■ **TEKS BACAAN**
Seharusnya pemerintah dapat belajar dari negara Hongkong, dahulu negara ini terkenal dengan korupsinya. Namun kini Hongkong menjadi negara yang dikenal bersih dari korupsi. Setelah diteliti rupanya ada beberapa kunci keberhasilan Hongkong. Adanya suatu komisi nasional yang independen dalam pemberantasan korupsi kemudian diperkuat dengan dana dan resources yang cukup serta tenaga ahli yang tegas dan terlatih. Inilah kemudian yang menjadi kunci pemberantasan korupsi di Hongkong dan terwujudnya birokrasi yang bersih.
Walaupun pemerintah kita sudah melakukan gebrakan seperti yang Hongkong lakukan, namun kebijakan akan pendirian lembaga pemberantasan korupsi ini (baca; KPK) terkesan masih setengah hati. Terbukti dengan semakin melemahnya tingkat keprcayaan publik terhadap KPK dan kuatnya dorongan oleh kelompok elite dan mahasiswa agar pemerintah membubarkan KPK jika akhirnya tak mampu memberantas korupsi tapi malah menyuburkan skandal korupsi di ruang yang berbeda.

(Data anotasi titik)
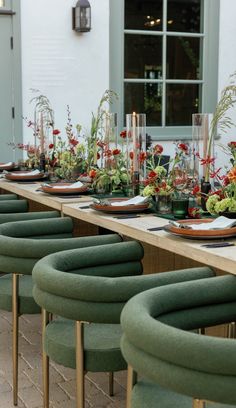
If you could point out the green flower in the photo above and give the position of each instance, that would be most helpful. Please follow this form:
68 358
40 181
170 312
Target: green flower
161 171
149 191
227 204
211 203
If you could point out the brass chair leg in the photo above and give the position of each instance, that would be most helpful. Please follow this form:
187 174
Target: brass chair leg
15 341
231 330
111 383
45 361
131 380
80 364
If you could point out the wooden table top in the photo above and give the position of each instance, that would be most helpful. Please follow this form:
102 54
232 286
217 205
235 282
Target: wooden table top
137 228
30 191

■ **TUGAS 1**
Menurut teks tentang korupsi:
(a) Dahulu Hongkong terkenal dengan apa?
(b) Komisi nasional pemberantasan korupsi di Hongkong diperkuat dengan apa saja?
(c) Apa yang didorong oleh kelompok elite dan mahasiswa agar dilakukan pemerintah?
■ **TUGAS 2**
Tuliskan lanjutan teks tentang korupsi, mulai setelah kalimat terakhirnya.
Data tersebut tidak berkaitan dengan teks tentang korupsi.

■ **JAWABAN YANG DIHARAPKAN 1**
(a) Korupsinya.
(b) Dana dan resources yang cukup serta tenaga ahli yang tegas dan terlatih.
(c) Membubarkan KPK jika akhirnya tak mampu memberantas korupsi.

■ **JAWABAN YANG DIHARAPKAN 2**
Walau bagaimana keadaannya, reformasi telah menjadi suatu kata yang menggelinding dan menjadi semangat gerak anak-anak bangsa Indonesia. Ia telah menjadi bagian yang sangat penting dalam usaha bangsa ini untuk merumuskan kembali struktur dan tatanan nilai serta aturan hidup bersama. Hampir di semua ruang dan ranahnya, bergemalah tuntutan yang digelorakan, baik itu oleh masyarakat, mahasiswa, dan mereka yang peduli terhadap pentingnya reformasi birokrasi. Akhirnya kepekaan dan kecerdasan pemerintah dituntut untuk serius mewujudkan mimpi dan harapan reformasi. Khususnya dalam tatanan kenegaraan dan sosial kemasyarakatan yaitu reformasi birokrasi. Semoga....
*Mahasiswa Ilmu Politik dan Pemerintahan Pasca Sarjana
UIN Sunan Kalijaga Yogyakarta.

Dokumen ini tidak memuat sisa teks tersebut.